— Records to use —

++++++++++

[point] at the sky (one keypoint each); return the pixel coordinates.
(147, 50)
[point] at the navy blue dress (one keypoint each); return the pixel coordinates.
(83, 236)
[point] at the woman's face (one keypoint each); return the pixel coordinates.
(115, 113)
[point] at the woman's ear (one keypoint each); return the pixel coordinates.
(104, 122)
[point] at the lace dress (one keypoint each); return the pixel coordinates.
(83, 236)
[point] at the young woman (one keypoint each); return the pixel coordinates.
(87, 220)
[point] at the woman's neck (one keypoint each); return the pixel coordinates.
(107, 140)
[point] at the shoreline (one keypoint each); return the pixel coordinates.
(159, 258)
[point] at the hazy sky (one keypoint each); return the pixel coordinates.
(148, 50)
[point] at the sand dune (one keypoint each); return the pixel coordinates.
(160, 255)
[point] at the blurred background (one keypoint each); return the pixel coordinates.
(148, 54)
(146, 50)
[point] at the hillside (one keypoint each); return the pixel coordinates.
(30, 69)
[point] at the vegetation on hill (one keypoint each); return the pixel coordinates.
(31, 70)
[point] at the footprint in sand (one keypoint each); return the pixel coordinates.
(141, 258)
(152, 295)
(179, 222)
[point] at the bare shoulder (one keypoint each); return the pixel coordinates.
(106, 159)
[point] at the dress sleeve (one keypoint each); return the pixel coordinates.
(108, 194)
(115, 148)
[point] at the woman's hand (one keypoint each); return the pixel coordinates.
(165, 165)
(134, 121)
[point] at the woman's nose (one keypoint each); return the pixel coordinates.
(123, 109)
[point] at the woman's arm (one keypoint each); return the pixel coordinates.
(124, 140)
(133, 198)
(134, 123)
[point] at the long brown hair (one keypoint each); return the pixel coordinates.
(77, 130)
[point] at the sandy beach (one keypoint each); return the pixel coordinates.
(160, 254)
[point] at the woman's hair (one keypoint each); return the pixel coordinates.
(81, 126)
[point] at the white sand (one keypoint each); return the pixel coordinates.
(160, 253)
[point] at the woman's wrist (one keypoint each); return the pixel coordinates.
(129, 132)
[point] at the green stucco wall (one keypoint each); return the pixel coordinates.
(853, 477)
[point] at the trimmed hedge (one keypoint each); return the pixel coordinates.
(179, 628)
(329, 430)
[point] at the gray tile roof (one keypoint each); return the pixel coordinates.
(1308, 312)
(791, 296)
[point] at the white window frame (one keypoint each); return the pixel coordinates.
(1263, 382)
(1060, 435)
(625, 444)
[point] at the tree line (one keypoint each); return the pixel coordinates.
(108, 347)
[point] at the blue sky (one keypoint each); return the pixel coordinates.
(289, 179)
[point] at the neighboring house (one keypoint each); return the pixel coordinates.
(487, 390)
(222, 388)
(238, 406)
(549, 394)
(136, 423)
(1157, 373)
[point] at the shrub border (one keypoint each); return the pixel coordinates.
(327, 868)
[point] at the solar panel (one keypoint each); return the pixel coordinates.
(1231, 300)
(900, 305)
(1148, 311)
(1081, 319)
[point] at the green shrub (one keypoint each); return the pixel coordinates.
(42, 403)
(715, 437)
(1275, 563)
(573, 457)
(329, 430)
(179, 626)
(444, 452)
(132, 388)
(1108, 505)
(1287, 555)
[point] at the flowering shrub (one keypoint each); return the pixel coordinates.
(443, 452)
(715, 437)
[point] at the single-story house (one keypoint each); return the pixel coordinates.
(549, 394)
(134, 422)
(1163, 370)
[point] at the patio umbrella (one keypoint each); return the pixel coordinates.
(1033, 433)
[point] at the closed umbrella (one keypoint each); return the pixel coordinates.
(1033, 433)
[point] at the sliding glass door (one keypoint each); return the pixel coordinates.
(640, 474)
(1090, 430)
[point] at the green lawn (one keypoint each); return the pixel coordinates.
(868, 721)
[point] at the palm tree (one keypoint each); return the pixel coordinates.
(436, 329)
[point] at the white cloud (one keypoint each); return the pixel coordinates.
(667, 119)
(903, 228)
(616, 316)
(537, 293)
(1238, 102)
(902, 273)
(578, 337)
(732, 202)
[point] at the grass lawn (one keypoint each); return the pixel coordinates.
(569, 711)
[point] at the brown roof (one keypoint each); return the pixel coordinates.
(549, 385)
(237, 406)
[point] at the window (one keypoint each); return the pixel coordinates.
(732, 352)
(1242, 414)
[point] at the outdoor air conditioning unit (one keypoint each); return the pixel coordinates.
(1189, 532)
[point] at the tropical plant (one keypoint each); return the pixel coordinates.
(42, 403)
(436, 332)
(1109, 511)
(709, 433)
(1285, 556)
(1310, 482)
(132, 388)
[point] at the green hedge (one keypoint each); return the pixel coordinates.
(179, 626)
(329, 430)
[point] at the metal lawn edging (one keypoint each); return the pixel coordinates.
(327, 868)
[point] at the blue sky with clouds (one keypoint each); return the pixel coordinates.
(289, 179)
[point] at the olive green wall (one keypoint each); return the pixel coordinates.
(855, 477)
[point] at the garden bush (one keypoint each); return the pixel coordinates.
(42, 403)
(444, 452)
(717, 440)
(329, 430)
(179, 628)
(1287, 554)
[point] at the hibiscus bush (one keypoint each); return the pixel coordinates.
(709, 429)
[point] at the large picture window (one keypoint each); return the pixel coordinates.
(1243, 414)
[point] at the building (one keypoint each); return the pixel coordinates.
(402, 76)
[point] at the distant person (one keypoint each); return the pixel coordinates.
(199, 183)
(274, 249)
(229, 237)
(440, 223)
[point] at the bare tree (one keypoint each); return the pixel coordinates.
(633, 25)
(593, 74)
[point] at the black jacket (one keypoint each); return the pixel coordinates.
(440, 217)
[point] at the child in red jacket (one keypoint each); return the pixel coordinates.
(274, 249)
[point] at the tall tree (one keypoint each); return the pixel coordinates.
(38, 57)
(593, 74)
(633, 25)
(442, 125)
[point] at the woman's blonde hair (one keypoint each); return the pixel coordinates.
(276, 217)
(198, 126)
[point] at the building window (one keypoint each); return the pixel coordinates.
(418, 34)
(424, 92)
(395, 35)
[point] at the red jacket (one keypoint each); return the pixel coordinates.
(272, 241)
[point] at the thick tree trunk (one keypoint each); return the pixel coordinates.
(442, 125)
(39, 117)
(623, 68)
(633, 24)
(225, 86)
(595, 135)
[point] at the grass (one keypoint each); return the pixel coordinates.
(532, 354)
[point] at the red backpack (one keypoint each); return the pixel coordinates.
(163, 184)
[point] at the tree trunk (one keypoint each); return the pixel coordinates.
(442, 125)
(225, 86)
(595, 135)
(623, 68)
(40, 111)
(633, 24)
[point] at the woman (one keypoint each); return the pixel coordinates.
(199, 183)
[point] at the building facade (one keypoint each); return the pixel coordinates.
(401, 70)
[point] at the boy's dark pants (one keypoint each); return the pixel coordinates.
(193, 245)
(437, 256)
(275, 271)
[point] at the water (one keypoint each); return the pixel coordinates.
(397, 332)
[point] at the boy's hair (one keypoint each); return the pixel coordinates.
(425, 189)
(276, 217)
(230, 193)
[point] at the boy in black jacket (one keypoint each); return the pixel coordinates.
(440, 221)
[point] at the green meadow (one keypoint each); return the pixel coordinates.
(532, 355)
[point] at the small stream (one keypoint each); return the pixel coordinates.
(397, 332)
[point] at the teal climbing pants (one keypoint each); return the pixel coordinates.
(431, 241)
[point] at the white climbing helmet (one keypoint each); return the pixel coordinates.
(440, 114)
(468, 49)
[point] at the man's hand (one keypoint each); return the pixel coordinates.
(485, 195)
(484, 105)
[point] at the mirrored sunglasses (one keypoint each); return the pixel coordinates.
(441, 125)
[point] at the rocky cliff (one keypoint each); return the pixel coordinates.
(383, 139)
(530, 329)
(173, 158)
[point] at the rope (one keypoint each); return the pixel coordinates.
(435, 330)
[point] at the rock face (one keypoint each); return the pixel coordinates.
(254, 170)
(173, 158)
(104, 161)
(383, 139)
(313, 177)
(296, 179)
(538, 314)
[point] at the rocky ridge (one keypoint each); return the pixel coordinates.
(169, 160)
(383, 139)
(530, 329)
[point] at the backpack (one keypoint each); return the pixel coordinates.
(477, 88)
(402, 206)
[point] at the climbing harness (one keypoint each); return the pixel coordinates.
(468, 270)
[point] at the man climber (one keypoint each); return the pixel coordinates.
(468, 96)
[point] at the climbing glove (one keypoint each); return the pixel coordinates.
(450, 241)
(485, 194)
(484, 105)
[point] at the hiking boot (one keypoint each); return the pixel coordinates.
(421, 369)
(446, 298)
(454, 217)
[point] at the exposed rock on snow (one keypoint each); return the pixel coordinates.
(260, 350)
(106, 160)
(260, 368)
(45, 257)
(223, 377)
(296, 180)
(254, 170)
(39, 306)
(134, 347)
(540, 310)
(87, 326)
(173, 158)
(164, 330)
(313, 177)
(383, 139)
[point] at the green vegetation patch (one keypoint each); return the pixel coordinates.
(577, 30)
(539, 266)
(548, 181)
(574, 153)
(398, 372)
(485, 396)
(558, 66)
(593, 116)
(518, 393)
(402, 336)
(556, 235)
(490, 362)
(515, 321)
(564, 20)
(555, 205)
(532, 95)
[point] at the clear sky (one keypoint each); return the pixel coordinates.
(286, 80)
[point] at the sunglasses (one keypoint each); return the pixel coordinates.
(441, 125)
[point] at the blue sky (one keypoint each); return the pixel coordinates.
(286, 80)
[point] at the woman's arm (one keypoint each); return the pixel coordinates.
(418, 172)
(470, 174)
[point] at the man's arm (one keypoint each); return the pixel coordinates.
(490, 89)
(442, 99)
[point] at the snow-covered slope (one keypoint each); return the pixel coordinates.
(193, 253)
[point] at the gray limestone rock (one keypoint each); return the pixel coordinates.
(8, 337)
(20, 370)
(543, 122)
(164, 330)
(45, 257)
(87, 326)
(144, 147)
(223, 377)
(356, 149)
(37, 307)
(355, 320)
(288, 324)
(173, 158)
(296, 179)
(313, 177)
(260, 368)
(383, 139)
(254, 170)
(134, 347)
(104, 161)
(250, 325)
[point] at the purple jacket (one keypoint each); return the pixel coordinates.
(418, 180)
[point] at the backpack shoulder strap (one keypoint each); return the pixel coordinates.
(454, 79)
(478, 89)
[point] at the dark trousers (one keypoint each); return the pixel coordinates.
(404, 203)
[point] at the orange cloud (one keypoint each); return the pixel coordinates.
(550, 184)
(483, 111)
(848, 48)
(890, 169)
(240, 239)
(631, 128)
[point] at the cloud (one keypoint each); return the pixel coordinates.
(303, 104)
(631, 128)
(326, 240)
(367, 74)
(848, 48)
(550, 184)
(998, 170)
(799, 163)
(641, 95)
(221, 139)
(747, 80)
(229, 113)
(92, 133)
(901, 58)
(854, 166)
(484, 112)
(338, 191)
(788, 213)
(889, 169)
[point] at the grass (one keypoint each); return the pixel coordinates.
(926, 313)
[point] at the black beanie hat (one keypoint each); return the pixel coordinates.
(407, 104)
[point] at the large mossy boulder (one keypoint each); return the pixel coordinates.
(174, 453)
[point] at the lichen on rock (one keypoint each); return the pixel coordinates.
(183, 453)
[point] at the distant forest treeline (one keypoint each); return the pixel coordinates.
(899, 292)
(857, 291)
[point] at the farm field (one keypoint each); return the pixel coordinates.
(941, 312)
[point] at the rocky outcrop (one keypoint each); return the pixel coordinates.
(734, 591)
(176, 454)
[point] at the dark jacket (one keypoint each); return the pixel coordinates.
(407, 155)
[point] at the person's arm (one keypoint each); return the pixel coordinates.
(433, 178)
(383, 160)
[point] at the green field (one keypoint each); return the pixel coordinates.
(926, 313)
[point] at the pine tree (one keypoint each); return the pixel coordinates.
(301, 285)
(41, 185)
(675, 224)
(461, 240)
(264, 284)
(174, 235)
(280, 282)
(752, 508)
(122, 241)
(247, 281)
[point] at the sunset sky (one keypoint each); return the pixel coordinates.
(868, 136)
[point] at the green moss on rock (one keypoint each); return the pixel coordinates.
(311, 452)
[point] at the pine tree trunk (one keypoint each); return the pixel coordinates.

++++++++++

Each line from the one that contains "[point] at the green field" through the last line of the listing above should be written out exactly, and no other line.

[point] at the green field (one keypoint each); return the pixel coordinates.
(926, 313)
[point] at the pine tree (one keypoint each); return the pixel coordinates.
(301, 285)
(41, 185)
(675, 224)
(461, 240)
(264, 284)
(174, 235)
(280, 282)
(752, 508)
(122, 241)
(247, 281)
[point] at the sunset sky (one keypoint each); return the pixel coordinates.
(868, 136)
[point] at the green moss on rock (one keypoint each); return the pixel coordinates.
(311, 452)
[point] at the pine tree trunk (one keypoint each); return the pixel coordinates.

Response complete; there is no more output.